Collection entries:
::::::::
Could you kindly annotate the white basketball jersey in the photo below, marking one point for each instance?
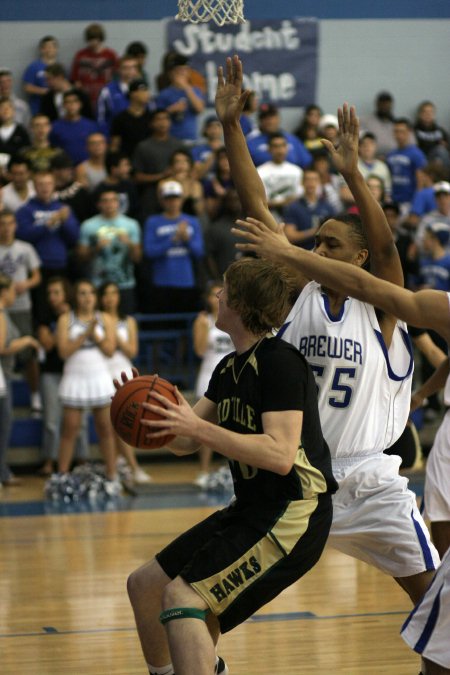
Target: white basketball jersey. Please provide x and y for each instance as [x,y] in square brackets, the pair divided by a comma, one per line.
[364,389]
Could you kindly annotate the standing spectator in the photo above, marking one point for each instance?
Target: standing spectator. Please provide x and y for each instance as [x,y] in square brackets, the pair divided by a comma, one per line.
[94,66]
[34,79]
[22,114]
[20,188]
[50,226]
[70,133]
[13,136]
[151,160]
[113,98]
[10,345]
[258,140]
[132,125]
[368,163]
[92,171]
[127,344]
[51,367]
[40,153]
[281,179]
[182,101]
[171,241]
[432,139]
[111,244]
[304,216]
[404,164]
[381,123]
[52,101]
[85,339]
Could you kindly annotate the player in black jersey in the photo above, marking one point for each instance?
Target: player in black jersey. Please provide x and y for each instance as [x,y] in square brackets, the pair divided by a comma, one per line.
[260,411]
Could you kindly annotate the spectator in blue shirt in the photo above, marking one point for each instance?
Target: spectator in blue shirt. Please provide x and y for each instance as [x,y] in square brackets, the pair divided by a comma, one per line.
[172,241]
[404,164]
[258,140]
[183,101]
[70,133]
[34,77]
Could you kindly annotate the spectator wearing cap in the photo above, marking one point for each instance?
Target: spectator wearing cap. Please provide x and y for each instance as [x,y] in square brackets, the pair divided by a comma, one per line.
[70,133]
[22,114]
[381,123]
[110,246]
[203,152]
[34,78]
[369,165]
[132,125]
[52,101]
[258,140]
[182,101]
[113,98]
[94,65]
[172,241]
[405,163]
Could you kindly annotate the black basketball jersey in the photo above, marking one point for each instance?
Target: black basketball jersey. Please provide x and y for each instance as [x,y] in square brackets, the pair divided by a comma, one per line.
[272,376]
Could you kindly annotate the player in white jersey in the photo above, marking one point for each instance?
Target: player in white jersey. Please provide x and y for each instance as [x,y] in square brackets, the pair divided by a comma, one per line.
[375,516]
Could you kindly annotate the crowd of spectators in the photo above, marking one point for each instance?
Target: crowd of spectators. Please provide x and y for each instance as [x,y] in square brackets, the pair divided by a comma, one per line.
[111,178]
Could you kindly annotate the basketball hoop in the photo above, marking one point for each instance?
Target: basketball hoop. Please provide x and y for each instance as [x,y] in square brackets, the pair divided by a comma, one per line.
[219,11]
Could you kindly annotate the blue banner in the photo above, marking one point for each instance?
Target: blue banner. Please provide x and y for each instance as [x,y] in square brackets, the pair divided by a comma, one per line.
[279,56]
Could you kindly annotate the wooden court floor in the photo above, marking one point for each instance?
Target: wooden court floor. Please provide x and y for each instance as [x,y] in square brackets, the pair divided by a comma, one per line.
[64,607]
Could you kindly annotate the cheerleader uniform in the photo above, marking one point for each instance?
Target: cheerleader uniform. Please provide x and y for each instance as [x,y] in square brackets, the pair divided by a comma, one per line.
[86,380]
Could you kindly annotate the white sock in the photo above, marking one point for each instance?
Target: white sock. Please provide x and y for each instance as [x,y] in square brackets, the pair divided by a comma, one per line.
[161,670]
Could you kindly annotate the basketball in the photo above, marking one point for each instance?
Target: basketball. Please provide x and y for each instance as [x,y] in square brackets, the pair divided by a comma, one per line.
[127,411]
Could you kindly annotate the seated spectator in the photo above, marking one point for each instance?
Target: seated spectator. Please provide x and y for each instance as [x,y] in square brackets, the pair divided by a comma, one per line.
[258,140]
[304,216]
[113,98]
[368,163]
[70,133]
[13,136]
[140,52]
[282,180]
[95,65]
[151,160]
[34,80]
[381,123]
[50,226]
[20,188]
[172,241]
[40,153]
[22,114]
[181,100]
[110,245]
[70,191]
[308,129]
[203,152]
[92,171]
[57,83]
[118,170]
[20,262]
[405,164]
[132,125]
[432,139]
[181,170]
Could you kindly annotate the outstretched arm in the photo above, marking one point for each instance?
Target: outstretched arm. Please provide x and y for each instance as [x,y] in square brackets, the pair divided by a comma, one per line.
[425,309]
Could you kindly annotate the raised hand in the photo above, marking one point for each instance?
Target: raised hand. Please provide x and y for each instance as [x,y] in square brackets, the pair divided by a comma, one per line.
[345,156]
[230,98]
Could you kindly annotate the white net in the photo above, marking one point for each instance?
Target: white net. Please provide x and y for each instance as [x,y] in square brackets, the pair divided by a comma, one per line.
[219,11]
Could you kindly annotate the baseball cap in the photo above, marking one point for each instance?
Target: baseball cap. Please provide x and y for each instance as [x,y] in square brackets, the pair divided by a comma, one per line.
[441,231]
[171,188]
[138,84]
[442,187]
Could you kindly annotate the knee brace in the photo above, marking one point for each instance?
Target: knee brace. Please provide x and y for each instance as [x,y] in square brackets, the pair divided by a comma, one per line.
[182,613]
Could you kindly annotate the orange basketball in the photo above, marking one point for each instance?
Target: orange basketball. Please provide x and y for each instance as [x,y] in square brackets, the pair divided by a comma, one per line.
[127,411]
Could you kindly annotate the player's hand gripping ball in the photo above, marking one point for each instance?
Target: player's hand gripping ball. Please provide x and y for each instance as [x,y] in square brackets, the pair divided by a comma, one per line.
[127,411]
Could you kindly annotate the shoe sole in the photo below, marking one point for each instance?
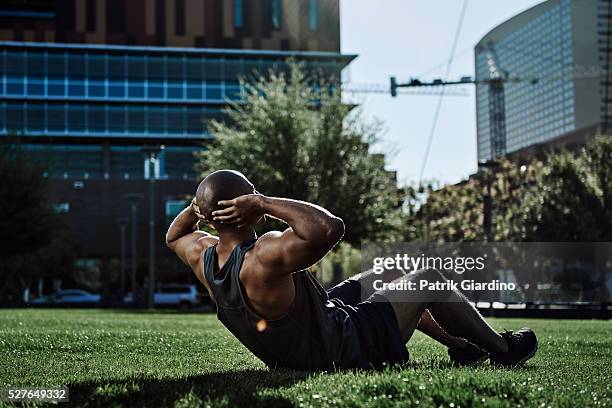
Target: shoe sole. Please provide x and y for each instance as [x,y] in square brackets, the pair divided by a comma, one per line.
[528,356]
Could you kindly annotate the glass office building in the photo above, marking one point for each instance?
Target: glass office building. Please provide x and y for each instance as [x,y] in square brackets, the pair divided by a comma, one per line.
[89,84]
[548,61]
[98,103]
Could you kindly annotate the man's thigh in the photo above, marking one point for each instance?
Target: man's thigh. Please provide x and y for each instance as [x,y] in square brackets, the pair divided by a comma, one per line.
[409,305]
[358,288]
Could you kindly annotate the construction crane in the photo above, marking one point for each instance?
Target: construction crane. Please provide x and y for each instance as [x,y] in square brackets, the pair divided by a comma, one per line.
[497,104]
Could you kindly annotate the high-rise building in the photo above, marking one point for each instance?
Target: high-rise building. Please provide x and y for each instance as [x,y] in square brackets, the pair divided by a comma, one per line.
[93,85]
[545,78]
::::::::
Prompt:
Copy the data word for word and omit every picture.

Your response:
Could you kindly annotate the white basketball jersey in the photo below, marking one point for each instance?
Target: white basketball jersey. Please provide x and y for each instance as [x,y] in square brackets, the pair divided by a comma, one per line.
[364,389]
Could you kindly annotate the standing spectator in the photo above, marking one point for each instance?
Target: standing spectator. Please provide x and y for each instance as [x,y] in square brackets, the pair divided by a comma, one per line.
[94,66]
[34,79]
[22,114]
[20,188]
[50,226]
[70,133]
[13,136]
[151,160]
[113,98]
[10,345]
[258,140]
[132,125]
[368,163]
[92,171]
[127,344]
[51,367]
[40,153]
[281,179]
[182,101]
[171,241]
[432,139]
[111,244]
[304,216]
[404,164]
[381,123]
[52,101]
[85,339]
Could you kindly annotate the player in black jersey in the photo above, marking one point for each instance?
Target: player in black jersey. Please provide x and y for each instance as [x,y] in square brackets, the pair divided by a comma, one per line.
[260,411]
Could you kindly annotate the spectator in blue shirt in the photo above, marking one point for each instance?
Target: spectator in blue shirt. Please provide x and y for each instance as [x,y] in square brackets, the pair divided by a comma, one per line.
[172,241]
[404,164]
[258,140]
[183,101]
[70,133]
[34,77]
Could you kindly annotate the spectator wearing cap in the photo above, marking one point for each instance?
Target: spectator wearing cap. Please provide x and y for each instance as [x,y] in square brackets, the pair divided by a comma, one per line.
[70,133]
[22,114]
[381,123]
[110,246]
[203,152]
[34,78]
[369,165]
[132,125]
[52,101]
[258,140]
[182,101]
[113,98]
[94,65]
[172,241]
[405,163]
Could you kindly annotate the black basketball jersey in the photo above, marking one point for each instance?
Target: black basketball jersey. Please provide x and y for each instance as [x,y] in square brackets, the pair divided by a comma, one per line.
[272,376]
Could you kindly annotate the player in white jersey in the photo above, marking one point for each instance?
Target: player in white jersey. Please provide x and y for each instance as [x,y] in square brackets, the pair divided by a comma, one per line.
[375,516]
Could you kindly annotate the crowd of spectators in the photo above, marking one point for each instance?
Target: crowd of spectators. Please provide x and y for each instance as [x,y] in square brackets, the pair divided by a comma, one per line.
[111,178]
Could you kindly annotate the basketball hoop in the photo above, marking one point for each instance?
Target: basketball hoop. Please provide x and y for each instance as [x,y] in square brackets, the pair divided by a comma, one per line.
[219,11]
Could you kindly annotate the blue banner in the photo above, marking one point for each instance?
Target: blue banner. Please provide x and y for each instance as [x,y] in square brackets, the pair divided by a comma, one per line.
[279,56]
Could you kindly annotate the wooden court floor in the photo above, marking one point for each instance?
Target: wooden court floor. Please provide x and y for each instance as [x,y] in square brackets, the pair divided by a comma, one per line.
[64,607]
Could you kindly annotate the cheerleader uniform in the photo above, marking one point for each instance?
Target: cheerleader uniform. Please provide x and y for each instance as [x,y] in square brackets, the pair divided by a comma, one per line.
[86,380]
Could you kindly annotate the white sock in the photo above, marking one point for each instance?
Target: white sock. Please provide x and y for each instance as [x,y] in square brackets, the pair divided by a comma, one per line.
[161,670]
Could you kindly annotate the basketball in the photo above, marking one point for each instance?
Target: basketball. Please provide x and y for each instance as [x,y] in square brackets, the pair divided by a comma, one per line.
[127,411]
Could you kindly annotate the seated spectator in the photo above, marking one point for each instance?
Target: seated spectator. Please provide x and y for each instance as [x,y] in square brackets, the pair divided by a comma, one per line.
[258,140]
[304,216]
[113,98]
[368,163]
[70,133]
[13,136]
[140,52]
[282,180]
[95,65]
[151,160]
[34,80]
[381,123]
[50,226]
[20,188]
[172,241]
[40,153]
[22,114]
[181,100]
[110,245]
[70,191]
[308,129]
[203,152]
[92,171]
[57,83]
[118,170]
[20,262]
[405,164]
[132,125]
[432,139]
[181,170]
Could you kindly annotate the outstretched arm in the photo above, marking one point for each instance?
Target: outstretched arm. Please provide x and y for each instance as [x,y] in square brackets, the pair divided by a comma, one per line.
[425,309]
Could you kindly annotate the raised hand in the photo above, marking one point for each instance?
Target: raised hand. Please provide x and y for each instance as [x,y] in square brackets, the pair divided by a comma, one per line.
[345,156]
[230,98]
Could you kindly annotate the white net in the photo above, marking one point for each instance?
Target: white net. Please provide x and y for each instance as [x,y] in square brackets, the pair divided by a comma, one per line.
[219,11]
Could you kindly annotate the baseball cap in the photo above, marking one point for each instance?
Target: baseball cap. Please provide x and y for each instance as [x,y] in square brackets, the pair divided by a comma, one per line.
[441,231]
[171,188]
[138,84]
[442,187]
Could you kindly annotate the knee brace in the photo above, marking one point for each instance?
Target: knee brace. Please provide x and y for each instance as [x,y] in square brackets, the pair divided by a comma, one per line.
[182,613]
Could you kindly annotate the orange basketball in the photo above, marking one point for each instance?
Target: orange basketball. Please provide x and y for each instance as [x,y] in square brackets, the pair divided by a comma, one per line.
[127,411]
Could you kindly annotate the player's hand gripping ball in the photo above, marking one point for each instance?
Target: player's hand gripping ball. Please provide x and y for each instance as [x,y] in square brackets, the pair divided by a comma, one per line.
[127,411]
Could you kindly annotate the shoe sole in the photo below, marking one point for each instance?
Target: shoe sole. Please provide x and y for each instance as [x,y] in square brackets, the pair divided by a comma, one per line.
[528,356]
Could you kindly annotate the glass office building in the photo above, marking one point for each instance?
Target: glass office building. Please provide x and y for each instance as [x,y] in square brackets, the pair divided by a comma, one per line.
[89,84]
[548,61]
[98,103]
Could you kindly annotate the man's thigh in the photo above, marking one point for each instance?
Target: man's thigh. Please provide x and y for each instance as [x,y] in square brackets, the pair divided by a comma, one per line.
[409,305]
[358,288]
Could you kindly annotate the construction crane in the photo above, marking one point for each instance?
Target: construction crane. Please provide x and y for each instance as [x,y] in square brackets, the pair divided by a comma, one per line.
[497,104]
Could you kindly annotate the high-rise building in the photo above, marking one point for each instance?
Target: high-rise building. Please provide x and y for each instance as [x,y] in square brackets, the pair divided by a comma, one per line.
[93,85]
[545,78]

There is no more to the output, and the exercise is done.